**Exercise directions**
Beginning with the line that mentions "Exercise. Mark the cushion", reproduce every line through the last line of the entries, exactly, and only those.

=== Data section ===

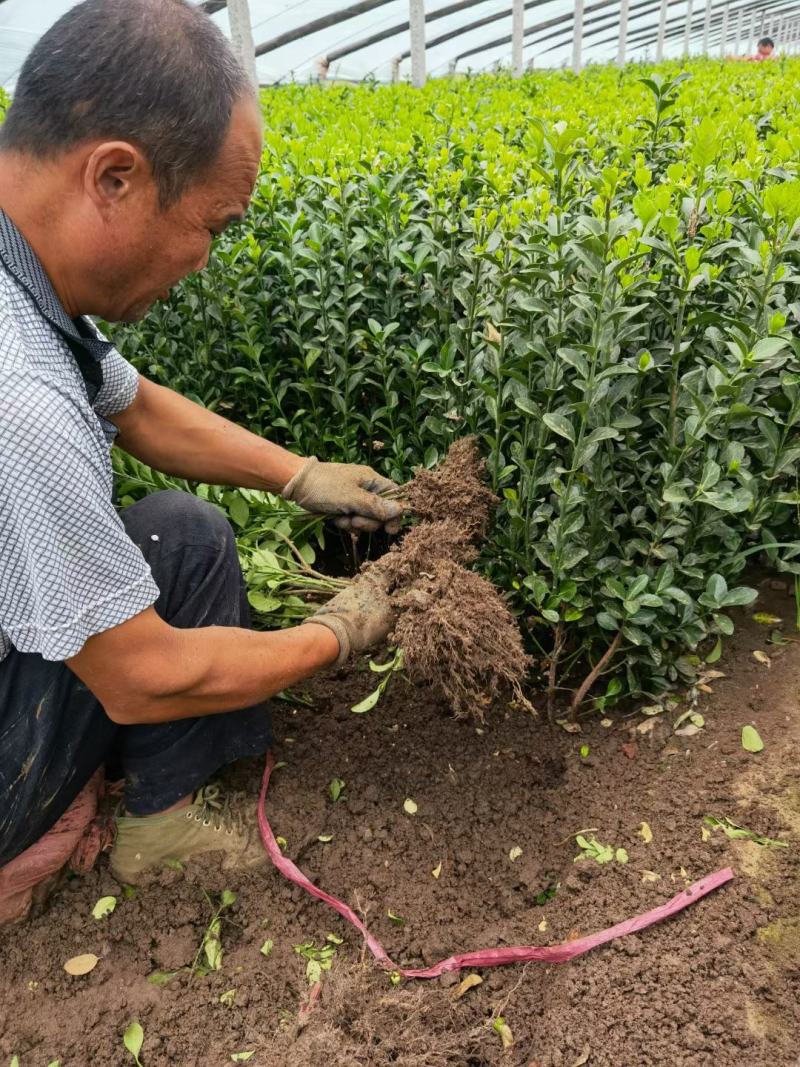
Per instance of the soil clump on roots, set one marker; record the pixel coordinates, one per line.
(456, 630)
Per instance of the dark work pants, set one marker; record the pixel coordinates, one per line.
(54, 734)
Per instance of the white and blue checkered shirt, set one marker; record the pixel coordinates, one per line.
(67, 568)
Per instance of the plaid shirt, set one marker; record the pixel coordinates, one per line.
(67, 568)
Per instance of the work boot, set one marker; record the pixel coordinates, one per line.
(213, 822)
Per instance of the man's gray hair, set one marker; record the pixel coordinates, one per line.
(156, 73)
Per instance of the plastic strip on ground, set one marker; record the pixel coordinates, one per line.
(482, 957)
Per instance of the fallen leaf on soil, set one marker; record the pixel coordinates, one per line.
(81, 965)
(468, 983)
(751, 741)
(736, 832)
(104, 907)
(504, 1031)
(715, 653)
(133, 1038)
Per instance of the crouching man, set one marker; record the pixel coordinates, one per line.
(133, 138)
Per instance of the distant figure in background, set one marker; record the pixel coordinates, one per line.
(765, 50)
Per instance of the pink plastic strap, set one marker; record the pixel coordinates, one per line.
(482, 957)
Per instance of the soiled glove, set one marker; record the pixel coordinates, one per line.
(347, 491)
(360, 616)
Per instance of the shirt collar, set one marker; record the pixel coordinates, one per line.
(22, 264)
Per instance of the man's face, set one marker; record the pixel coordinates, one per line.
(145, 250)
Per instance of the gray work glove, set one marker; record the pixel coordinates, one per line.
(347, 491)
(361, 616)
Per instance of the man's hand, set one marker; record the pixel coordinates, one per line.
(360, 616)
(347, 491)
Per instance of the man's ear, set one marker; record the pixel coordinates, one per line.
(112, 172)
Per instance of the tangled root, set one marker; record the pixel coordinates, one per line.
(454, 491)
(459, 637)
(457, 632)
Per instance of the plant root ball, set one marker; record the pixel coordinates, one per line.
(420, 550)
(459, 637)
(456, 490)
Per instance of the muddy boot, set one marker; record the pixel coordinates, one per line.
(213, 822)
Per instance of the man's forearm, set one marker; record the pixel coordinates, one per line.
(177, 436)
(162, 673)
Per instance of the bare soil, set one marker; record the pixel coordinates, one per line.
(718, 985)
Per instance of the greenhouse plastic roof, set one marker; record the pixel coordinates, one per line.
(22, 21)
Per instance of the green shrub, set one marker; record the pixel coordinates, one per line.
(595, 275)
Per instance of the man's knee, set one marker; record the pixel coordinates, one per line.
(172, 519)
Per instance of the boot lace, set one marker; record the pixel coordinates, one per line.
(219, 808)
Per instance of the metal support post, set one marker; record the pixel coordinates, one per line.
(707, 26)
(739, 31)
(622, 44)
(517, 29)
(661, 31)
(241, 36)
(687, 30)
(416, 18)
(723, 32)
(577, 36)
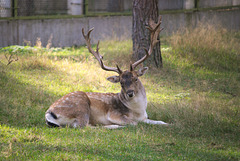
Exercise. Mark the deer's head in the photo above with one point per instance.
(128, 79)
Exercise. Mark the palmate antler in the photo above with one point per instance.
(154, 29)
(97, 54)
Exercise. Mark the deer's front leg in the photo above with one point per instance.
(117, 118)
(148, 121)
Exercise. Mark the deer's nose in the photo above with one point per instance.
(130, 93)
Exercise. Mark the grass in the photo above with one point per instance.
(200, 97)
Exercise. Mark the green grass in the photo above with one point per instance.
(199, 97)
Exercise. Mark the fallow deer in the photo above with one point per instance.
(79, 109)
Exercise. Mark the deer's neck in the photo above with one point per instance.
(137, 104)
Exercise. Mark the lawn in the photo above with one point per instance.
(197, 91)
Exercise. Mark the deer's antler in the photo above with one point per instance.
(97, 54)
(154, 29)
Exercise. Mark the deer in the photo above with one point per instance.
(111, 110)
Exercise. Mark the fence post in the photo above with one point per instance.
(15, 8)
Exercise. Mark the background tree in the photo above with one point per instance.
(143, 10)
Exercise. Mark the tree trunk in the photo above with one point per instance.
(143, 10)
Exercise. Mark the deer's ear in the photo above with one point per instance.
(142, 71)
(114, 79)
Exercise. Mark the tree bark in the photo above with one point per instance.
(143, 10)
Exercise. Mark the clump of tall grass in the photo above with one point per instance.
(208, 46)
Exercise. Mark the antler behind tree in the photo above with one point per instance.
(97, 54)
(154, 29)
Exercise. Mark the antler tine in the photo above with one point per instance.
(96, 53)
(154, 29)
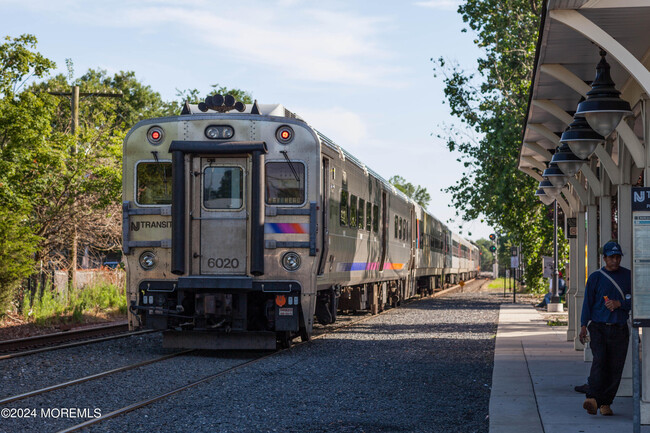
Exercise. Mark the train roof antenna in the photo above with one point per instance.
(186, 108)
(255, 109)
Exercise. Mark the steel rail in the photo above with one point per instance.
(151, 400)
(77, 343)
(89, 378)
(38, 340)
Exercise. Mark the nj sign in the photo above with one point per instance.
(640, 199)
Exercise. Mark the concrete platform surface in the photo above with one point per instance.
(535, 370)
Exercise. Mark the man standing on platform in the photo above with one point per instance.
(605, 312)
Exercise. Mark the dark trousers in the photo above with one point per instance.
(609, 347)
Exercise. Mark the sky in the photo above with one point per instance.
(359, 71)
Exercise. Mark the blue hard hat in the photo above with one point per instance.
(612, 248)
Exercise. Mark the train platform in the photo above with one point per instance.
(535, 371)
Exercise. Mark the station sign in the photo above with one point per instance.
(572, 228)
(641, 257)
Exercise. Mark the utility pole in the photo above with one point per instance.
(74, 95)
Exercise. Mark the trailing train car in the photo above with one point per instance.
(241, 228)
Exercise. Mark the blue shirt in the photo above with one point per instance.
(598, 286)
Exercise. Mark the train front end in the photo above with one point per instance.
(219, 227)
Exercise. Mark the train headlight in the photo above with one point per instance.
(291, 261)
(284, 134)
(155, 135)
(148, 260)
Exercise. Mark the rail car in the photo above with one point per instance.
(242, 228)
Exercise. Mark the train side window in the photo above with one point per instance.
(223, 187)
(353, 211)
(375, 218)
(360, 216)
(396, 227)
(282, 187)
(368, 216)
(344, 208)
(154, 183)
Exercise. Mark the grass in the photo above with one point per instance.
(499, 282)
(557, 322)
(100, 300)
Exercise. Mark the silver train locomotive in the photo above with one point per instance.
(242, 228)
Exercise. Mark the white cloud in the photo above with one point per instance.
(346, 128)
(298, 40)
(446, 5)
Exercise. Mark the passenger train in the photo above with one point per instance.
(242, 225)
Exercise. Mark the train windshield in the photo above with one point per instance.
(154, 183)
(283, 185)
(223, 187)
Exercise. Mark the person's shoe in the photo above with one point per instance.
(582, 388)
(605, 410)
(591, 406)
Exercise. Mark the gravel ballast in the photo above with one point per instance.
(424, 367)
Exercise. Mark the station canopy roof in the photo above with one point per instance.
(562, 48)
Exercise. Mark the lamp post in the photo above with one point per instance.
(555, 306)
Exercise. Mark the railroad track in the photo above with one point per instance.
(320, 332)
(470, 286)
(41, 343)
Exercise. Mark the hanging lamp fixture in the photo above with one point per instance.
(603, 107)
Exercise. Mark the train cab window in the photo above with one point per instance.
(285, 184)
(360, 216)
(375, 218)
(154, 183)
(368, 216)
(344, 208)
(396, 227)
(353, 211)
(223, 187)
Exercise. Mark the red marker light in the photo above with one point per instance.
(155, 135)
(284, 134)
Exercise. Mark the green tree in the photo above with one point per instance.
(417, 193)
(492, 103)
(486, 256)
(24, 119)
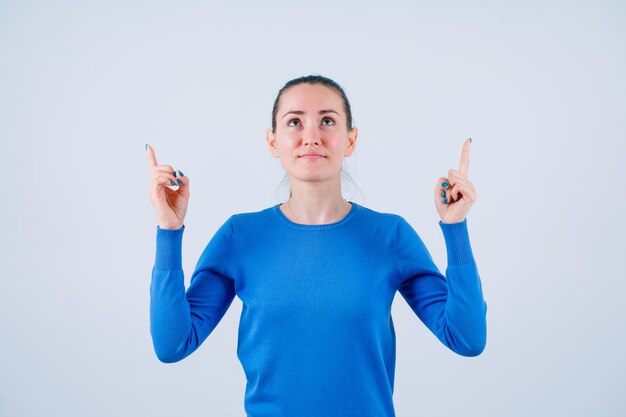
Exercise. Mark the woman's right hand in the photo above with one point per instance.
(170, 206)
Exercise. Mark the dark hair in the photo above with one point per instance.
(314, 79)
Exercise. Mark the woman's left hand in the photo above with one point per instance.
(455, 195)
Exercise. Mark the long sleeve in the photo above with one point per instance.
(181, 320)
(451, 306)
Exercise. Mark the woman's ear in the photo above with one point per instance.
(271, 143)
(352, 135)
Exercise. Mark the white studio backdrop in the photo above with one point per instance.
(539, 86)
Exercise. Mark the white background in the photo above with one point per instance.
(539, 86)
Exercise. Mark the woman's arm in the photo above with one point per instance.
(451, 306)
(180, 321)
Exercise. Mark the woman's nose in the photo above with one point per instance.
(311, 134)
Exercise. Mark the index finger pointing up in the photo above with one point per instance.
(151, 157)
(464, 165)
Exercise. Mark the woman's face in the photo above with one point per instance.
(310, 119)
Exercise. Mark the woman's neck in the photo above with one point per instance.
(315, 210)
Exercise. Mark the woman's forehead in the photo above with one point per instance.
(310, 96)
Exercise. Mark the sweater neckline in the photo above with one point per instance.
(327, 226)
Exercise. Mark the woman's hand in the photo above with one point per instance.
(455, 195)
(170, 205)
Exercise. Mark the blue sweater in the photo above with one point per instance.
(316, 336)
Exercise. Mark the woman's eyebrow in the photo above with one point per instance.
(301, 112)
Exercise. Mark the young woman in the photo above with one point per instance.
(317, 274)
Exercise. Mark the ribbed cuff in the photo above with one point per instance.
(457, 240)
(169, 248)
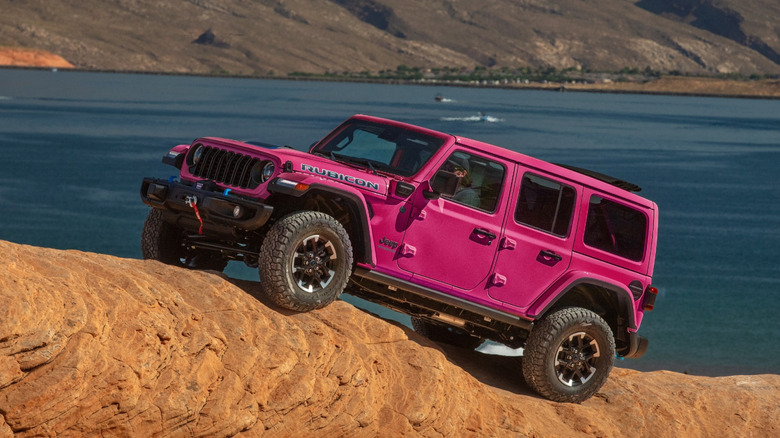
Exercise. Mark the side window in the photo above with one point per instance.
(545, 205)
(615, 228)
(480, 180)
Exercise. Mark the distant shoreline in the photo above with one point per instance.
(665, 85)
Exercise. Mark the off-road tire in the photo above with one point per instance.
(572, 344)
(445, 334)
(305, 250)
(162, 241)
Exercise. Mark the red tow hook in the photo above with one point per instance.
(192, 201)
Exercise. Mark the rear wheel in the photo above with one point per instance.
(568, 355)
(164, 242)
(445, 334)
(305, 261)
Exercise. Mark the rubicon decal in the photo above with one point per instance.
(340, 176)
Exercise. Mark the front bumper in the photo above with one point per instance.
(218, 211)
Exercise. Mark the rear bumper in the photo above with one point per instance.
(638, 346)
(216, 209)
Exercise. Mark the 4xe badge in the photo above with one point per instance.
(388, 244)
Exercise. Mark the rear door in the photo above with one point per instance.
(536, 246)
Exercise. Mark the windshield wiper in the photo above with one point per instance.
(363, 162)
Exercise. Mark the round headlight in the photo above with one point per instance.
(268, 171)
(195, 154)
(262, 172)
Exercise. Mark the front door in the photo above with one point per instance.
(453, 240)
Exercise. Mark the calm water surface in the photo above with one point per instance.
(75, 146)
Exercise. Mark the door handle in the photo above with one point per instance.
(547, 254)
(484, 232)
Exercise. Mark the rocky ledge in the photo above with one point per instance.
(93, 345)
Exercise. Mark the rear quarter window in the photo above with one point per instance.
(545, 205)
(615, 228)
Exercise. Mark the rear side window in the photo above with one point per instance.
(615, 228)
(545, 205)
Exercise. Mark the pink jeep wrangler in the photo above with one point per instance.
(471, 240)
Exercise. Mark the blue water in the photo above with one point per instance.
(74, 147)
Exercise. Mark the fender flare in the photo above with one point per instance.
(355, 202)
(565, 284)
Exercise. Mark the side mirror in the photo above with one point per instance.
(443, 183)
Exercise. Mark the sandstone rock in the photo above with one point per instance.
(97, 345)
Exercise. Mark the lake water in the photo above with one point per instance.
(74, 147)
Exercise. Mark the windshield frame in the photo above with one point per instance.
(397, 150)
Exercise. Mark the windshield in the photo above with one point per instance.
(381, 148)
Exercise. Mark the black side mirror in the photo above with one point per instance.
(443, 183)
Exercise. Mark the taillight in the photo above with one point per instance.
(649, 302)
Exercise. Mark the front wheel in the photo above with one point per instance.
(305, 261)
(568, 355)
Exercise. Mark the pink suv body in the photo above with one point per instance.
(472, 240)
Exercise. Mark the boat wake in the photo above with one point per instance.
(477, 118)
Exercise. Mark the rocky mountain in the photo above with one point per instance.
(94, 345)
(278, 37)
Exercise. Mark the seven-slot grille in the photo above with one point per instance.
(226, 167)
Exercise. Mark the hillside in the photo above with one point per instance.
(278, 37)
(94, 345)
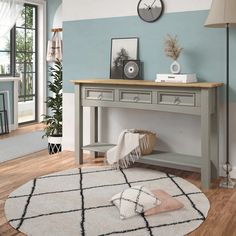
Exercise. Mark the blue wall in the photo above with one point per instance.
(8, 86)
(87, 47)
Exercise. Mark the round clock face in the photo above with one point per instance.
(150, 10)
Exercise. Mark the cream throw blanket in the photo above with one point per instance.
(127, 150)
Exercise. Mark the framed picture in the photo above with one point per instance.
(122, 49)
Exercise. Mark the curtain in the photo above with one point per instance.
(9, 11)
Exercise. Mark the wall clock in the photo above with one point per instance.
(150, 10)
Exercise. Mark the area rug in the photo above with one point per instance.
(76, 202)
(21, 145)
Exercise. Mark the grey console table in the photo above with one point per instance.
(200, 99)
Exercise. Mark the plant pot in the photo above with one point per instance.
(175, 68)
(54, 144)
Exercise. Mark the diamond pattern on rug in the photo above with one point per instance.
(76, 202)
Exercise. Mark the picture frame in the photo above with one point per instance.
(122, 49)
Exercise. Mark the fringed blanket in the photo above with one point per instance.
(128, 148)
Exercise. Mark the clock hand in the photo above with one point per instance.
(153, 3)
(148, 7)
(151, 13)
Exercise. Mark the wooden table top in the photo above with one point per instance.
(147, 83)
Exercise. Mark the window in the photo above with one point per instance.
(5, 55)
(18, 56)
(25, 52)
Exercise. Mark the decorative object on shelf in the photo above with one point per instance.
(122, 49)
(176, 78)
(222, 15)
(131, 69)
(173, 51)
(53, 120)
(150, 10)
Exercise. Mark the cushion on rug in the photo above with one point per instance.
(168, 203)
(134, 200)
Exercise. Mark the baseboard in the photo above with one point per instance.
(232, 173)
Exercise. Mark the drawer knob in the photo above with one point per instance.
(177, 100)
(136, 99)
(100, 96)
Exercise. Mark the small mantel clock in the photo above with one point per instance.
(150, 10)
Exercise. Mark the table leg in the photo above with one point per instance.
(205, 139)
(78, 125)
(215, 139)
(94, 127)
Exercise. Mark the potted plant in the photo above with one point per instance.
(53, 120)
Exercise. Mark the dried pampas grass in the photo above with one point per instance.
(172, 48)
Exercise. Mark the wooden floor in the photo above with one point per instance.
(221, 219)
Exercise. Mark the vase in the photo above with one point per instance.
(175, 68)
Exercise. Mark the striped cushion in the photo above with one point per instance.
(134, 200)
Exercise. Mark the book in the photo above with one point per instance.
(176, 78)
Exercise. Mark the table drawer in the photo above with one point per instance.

===

**Output of the exercise**
Exercise. Mark the cushion on rug in the photo above with one point per instance.
(168, 203)
(134, 200)
Exercise. Mark the baseboard in the photo above with one point per instance.
(232, 173)
Exercise. Mark the drawer knob in the photo above with one point per instance.
(177, 100)
(136, 99)
(100, 96)
Exercise. Mark the small mantel clock in the photo above with one point per instance.
(150, 10)
Exercise. Mark the table leg in the photo above with one point per instance.
(205, 139)
(78, 125)
(215, 139)
(94, 127)
Exercise. Mark the potted plant in the photo above with one point per instance.
(53, 120)
Exercise. Mark the dried pampas grass in the photo above with one point per instance.
(172, 48)
Exercise. Mark the wooden floor in the photo above with one point per instance.
(221, 219)
Exercise. Mark the vase in the photo above with one point per instance.
(175, 68)
Exercise. Mark the striped cushion in the photo above with one point per instance.
(134, 200)
Exercise. Mark the book in the photo above with one point per instance.
(176, 78)
Exercise. Mark the table drawer in the photo above with one point per instance.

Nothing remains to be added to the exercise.